### Try it
Only the lines from the one containing "box: [307, 54, 350, 63]" to the end of the records should be given again, word for word and in full.

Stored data
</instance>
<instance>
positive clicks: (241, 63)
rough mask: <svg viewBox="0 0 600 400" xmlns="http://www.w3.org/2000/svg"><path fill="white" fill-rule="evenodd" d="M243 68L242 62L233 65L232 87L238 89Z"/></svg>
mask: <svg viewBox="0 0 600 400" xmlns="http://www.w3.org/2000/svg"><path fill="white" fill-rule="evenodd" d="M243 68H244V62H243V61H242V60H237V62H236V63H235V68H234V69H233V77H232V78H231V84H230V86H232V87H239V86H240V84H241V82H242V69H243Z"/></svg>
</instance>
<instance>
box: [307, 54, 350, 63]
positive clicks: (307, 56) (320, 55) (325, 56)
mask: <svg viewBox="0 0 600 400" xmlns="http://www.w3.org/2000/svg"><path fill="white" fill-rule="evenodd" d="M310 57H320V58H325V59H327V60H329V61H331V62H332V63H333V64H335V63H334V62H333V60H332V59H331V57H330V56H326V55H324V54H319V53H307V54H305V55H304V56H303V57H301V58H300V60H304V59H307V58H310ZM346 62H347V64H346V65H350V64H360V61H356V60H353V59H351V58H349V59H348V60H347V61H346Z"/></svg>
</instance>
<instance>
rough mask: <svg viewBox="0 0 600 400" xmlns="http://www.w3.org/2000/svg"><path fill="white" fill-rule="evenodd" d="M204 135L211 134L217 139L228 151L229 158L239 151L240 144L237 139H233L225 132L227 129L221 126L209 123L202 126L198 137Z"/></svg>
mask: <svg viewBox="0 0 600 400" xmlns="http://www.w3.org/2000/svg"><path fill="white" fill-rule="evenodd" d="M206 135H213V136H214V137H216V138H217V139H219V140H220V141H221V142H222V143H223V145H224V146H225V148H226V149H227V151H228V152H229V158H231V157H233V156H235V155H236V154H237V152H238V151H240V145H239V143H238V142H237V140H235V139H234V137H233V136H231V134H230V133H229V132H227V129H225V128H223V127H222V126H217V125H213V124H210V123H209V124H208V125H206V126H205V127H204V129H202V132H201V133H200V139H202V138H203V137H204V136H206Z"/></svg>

### Solution for this task
box: [307, 54, 350, 63]
positive clicks: (307, 56) (320, 55) (325, 56)
mask: <svg viewBox="0 0 600 400" xmlns="http://www.w3.org/2000/svg"><path fill="white" fill-rule="evenodd" d="M310 57H320V58H325V59H327V60H329V61H331V62H332V63H333V64H335V63H334V62H333V60H332V59H331V57H330V56H326V55H324V54H319V53H307V54H305V55H304V56H303V57H301V58H300V60H304V59H307V58H310ZM346 62H347V64H346V65H350V64H360V61H356V60H353V59H351V58H349V59H348V60H347V61H346Z"/></svg>
</instance>
<instance>
rough mask: <svg viewBox="0 0 600 400" xmlns="http://www.w3.org/2000/svg"><path fill="white" fill-rule="evenodd" d="M204 135L211 134L217 139L228 151L229 158L239 151L240 144L237 139H233L225 132L227 129L221 126L209 123L202 126L198 137Z"/></svg>
mask: <svg viewBox="0 0 600 400" xmlns="http://www.w3.org/2000/svg"><path fill="white" fill-rule="evenodd" d="M206 135H213V136H214V137H216V138H217V139H219V140H220V141H221V142H222V143H223V145H224V146H225V148H226V149H227V151H228V152H229V158H231V157H233V156H235V155H236V154H237V152H238V151H240V145H239V143H238V142H237V140H235V139H234V137H233V136H231V134H230V133H229V132H227V129H225V128H223V127H222V126H217V125H213V124H210V123H209V124H208V125H206V126H205V127H204V129H202V132H201V133H200V139H202V138H203V137H204V136H206Z"/></svg>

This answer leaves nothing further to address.